Starting with a code reader and determining the codes is always the best first step. Since all of the Stabilitrak components have fault codes any issues with the system itself should be easily determinable. The codes will tell you where you should be looking for problems. If you have no codes at all, this can be caused by a dirty throttle body, a dirty TPS sensor, a clogged fuel filter, and so on.
Can I Keep Driving with the Light On?
Your Chevy truck is still drivable with both the stabilitrak and traction control lights on. However, you may notice a lack of power and 90% of the time the problem is accompanied with hard shifts. While still drivable, hard shifts are not good for a transmission.
Hard shifting usually occurs from low transmission fluid, which means the metal components inside the transmission are rubbing on each other with a lot of friction. However, in the service stabilitrak situation, it generally has nothing to do with low fluid levels. Nonetheless, the internal transmission components are rubbing hard against each other which is what causes the “hard shift” feeling.
Why the transmission hard shifts with stabilitrak issues is still unknown. With that being said, driving while hard shifting can cause serious wear and tear on your transmission and is not recommended.

#### [Work instructions]
1. According to the Stabilitrak text, what is always the best first step?
2. In the Stabilitrak text, shorten the paragraph beginning "Hard shifting usually occurs" while keeping its main facts.
3. List every cause the Stabilitrak text names for having no codes at all.
Rely only on the text above.

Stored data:
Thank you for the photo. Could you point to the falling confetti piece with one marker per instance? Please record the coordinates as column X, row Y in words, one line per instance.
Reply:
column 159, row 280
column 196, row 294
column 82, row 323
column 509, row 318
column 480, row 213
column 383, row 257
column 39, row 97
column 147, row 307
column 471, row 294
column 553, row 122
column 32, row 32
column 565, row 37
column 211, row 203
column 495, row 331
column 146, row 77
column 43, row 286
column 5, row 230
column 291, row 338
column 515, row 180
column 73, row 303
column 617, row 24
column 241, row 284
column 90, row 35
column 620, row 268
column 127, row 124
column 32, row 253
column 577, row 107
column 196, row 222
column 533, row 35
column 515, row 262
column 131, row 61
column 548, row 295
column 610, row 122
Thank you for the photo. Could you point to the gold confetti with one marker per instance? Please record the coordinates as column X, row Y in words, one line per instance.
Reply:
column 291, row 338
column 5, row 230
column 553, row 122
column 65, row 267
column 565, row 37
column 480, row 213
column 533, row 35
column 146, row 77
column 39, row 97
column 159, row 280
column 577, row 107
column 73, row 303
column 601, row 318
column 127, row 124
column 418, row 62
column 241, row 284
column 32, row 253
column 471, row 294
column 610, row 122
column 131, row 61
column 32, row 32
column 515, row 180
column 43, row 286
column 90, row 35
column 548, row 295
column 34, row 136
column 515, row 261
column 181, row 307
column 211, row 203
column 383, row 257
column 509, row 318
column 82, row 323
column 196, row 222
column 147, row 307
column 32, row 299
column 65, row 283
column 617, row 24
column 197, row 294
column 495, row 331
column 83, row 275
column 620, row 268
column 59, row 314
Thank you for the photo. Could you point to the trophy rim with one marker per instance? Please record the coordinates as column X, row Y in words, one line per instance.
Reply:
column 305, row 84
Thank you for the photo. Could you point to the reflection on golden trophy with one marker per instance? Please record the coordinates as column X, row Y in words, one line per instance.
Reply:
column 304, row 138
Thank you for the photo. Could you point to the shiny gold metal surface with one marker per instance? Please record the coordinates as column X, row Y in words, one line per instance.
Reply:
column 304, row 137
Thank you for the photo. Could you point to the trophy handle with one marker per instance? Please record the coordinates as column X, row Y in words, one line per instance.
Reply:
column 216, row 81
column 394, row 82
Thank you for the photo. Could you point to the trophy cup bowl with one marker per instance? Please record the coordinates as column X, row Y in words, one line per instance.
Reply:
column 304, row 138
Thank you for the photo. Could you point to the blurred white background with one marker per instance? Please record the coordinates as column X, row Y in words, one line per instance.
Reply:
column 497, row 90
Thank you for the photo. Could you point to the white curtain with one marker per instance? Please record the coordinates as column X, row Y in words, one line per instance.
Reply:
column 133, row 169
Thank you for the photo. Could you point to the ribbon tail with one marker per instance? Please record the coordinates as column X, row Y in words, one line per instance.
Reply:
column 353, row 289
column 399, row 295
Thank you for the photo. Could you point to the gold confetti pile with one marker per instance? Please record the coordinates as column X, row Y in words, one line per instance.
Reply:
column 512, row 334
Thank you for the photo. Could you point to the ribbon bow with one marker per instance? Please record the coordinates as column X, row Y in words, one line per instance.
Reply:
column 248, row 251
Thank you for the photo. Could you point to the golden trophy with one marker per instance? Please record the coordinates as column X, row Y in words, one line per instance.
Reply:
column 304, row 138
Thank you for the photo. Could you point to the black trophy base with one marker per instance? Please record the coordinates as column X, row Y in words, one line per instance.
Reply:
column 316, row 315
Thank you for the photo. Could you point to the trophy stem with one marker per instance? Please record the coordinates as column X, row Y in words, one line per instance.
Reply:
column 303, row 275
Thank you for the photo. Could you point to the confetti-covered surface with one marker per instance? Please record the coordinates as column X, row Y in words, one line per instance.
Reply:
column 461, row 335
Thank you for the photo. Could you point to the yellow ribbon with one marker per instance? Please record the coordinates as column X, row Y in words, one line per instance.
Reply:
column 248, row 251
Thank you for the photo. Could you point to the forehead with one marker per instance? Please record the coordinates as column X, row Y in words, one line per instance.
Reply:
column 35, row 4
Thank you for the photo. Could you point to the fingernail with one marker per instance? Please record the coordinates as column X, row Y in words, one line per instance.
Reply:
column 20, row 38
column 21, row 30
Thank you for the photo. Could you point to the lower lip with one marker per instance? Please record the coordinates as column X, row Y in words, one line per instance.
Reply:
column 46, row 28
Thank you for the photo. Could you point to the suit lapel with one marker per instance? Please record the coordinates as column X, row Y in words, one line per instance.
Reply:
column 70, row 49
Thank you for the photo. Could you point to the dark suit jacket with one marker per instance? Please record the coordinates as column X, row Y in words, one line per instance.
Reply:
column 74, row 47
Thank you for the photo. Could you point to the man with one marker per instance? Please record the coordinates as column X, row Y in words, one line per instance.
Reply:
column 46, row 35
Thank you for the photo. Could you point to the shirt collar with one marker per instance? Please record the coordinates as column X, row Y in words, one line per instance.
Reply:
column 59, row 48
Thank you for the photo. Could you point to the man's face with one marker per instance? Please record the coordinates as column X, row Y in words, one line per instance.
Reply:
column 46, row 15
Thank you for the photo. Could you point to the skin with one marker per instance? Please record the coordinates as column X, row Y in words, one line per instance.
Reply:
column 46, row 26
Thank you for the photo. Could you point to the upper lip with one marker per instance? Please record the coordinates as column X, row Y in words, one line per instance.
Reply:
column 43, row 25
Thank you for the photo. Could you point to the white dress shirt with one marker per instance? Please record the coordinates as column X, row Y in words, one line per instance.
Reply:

#### [Exercise solutions]
1. Starting with a code reader and determining the codes.

2. Hard shifting usually comes from low transmission fluid, which lets the metal parts inside the transmission rub together with a lot of friction. When the service Stabilitrak warning is involved, low fluid is generally not the cause, yet the internal parts still rub hard against each other, producing the "hard shift" feeling.

3.
- A dirty throttle body
- A dirty TPS sensor
- A clogged fuel filter